── Listed entries ──
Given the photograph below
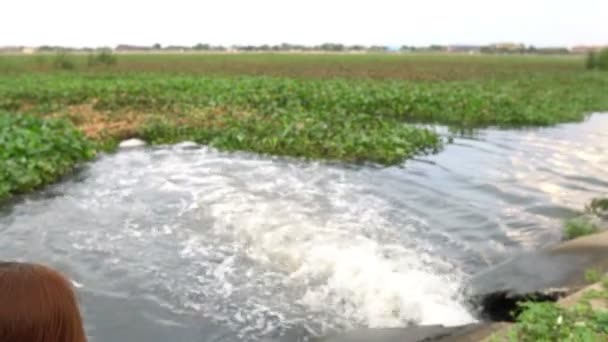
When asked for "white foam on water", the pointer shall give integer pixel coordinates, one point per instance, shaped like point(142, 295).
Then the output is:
point(340, 254)
point(258, 245)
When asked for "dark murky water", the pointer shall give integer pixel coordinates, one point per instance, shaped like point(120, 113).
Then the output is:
point(185, 243)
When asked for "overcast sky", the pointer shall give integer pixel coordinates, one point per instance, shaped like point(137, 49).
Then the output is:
point(227, 22)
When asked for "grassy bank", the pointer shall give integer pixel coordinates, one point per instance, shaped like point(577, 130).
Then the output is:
point(37, 151)
point(351, 108)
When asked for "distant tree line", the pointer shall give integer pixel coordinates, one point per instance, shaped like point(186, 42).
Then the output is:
point(504, 48)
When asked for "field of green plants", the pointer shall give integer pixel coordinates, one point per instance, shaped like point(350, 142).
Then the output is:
point(361, 108)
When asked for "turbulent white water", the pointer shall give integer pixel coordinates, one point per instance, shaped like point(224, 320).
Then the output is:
point(243, 247)
point(277, 244)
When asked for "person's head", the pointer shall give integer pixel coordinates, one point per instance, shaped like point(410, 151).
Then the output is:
point(37, 304)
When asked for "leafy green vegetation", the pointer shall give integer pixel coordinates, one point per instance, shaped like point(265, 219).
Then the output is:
point(598, 207)
point(364, 108)
point(37, 151)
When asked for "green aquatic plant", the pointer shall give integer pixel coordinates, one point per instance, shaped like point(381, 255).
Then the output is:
point(598, 207)
point(37, 151)
point(325, 117)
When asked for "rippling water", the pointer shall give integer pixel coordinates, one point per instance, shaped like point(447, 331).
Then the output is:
point(185, 243)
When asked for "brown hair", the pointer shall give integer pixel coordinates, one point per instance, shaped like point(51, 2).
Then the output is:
point(37, 304)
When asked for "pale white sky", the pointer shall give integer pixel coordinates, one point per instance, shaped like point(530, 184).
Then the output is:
point(227, 22)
───
**Work to be completed**
Reproduce every line of the records above verbatim, omitting the pictures.

**Response**
Given the photograph below
When asked for "white foam on water", the pointer shall give integer pixel coordinates, one point per instance, shaped like point(142, 295).
Then the output is:
point(340, 254)
point(258, 245)
When asked for "dark murky water", the pointer shall give integer pixel coordinates, one point per instance, shaped like point(120, 113).
Then the output is:
point(185, 243)
When asked for "overcast sky", the pointer shall give integer pixel coordinates, one point per instance, shaped like point(137, 49).
Then the output is:
point(227, 22)
When asked for "grassy bank", the pointer shall give integer pixel coordinates, one point per instance, shaped like point(577, 130).
Then the output is:
point(37, 151)
point(351, 108)
When asked for "distant tree line", the pointer shall give integer pixel coordinates, one point per instance, shaped like point(186, 42).
Then the output is:
point(504, 48)
When asked for "field of green plants", the pointer shall give integer pixel coordinates, one point per instance, shaped like point(350, 142).
Then the output is:
point(361, 108)
When asked for "turbulent white water", the pointer shall give integer pixel coordinates, one point per instance, shaped like point(224, 320).
Then the output is:
point(243, 247)
point(277, 244)
When asked for "person's head", the pointer shall give integer pixel coordinates, one point per instance, shaped like point(410, 151).
Then the output is:
point(37, 304)
When asked for "leafy green vegetation", the pointer shall give integer pixel coordinates, one point per instance, shaped like point(265, 219).
Then the output is:
point(598, 207)
point(364, 108)
point(37, 151)
When asked for "green aquatic plant", the pointer shall give integer pixel coordinates, one point per instance, shaped like point(381, 255).
Then the output is:
point(598, 207)
point(37, 151)
point(325, 117)
When asked for "rippling water", the pointer shall give integer pixel coordinates, one point per instance, shaped like point(447, 331).
Then the output is:
point(185, 243)
When asked for "brown hair", the pointer shall give integer pixel coordinates, one point per instance, shaped like point(51, 2).
Then the output is:
point(37, 304)
When asked for "pale white sky", the pointer shall give integer pixel coordinates, one point per instance, shaped like point(530, 184).
Then the output is:
point(227, 22)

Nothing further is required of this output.